- **WHAT YOU WILL DO**: Copy every line of the listing below verbatim, without any changes.

- **MATERIAL**:
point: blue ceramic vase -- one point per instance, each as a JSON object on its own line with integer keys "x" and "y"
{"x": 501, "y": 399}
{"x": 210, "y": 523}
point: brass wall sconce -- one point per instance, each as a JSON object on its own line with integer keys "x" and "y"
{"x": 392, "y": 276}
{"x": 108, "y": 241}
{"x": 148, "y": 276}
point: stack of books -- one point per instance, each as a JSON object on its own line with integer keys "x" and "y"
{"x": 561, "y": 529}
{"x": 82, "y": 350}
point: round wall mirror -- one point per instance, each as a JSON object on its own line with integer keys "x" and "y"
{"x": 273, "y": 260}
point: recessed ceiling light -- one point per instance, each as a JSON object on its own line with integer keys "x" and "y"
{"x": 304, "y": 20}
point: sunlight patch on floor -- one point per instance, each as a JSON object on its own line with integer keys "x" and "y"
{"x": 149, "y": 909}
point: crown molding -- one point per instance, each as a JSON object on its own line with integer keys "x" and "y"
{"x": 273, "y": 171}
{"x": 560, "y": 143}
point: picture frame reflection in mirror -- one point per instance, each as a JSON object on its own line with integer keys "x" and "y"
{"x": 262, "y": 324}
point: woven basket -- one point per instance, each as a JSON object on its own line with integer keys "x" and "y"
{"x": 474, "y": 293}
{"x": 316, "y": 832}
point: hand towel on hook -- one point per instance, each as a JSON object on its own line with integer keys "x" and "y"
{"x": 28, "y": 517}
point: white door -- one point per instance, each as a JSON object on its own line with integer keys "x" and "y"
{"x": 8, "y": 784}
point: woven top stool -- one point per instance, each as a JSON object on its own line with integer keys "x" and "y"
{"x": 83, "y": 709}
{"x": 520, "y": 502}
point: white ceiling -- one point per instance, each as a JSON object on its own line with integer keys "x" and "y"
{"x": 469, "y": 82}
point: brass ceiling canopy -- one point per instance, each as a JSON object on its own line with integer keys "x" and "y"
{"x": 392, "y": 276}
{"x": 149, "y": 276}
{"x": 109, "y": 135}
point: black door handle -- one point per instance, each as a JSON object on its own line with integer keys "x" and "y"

- **COMPLETE ANSWER**:
point: blue ceramic vase -- one point per instance, each as a JSON object on its own line with integer keys "x" and "y"
{"x": 501, "y": 399}
{"x": 210, "y": 523}
point: brass wall sconce -- one point per instance, each as a JSON object on its own line with integer keys "x" and "y"
{"x": 392, "y": 276}
{"x": 108, "y": 241}
{"x": 148, "y": 276}
point: stack of books -- one point per instance, each as a JSON object on its own line with integer keys "x" and "y"
{"x": 561, "y": 529}
{"x": 82, "y": 350}
point: round wall mirror -- one point per instance, each as a JSON object on its own line with integer keys "x" and "y"
{"x": 273, "y": 260}
point: recessed ceiling light -- one point per instance, each as a JSON object on its own line with integer keys "x" and "y"
{"x": 304, "y": 20}
point: sunlight patch on floor -- one point per instance, each as a JSON object on its own line with integer keys "x" and "y"
{"x": 149, "y": 909}
point: crown molding -- one point per instance, each as a JSON object on its own line with integer keys "x" and "y"
{"x": 273, "y": 171}
{"x": 560, "y": 143}
point: picture frame reflection in mirror -- one point per instance, each as a JSON object on its own line with integer keys "x" and "y"
{"x": 262, "y": 324}
point: woven basket -- one point per instance, each as a JSON object on its own line with integer keys "x" and "y"
{"x": 474, "y": 293}
{"x": 316, "y": 832}
point: hand towel on hook -- one point per instance, each as a JSON object on its own line with integer keys "x" and "y"
{"x": 28, "y": 517}
point: white door -- one point per instance, each as a JSON object on its own line with integer keys "x" and "y"
{"x": 8, "y": 784}
point: woven top stool -- one point per instance, each as a JSON object on its own line with integer keys "x" and "y"
{"x": 83, "y": 709}
{"x": 520, "y": 502}
point: white ceiling -- one point per instance, each as a JSON object on its own line with integer keys "x" and "y"
{"x": 469, "y": 82}
point: brass ceiling canopy -- one point per instance, each as a JSON object on its own line with integer keys "x" and "y"
{"x": 392, "y": 276}
{"x": 149, "y": 276}
{"x": 109, "y": 135}
point: black door handle -- one point per instance, each as a JSON object on its own line with integer keys "x" and "y"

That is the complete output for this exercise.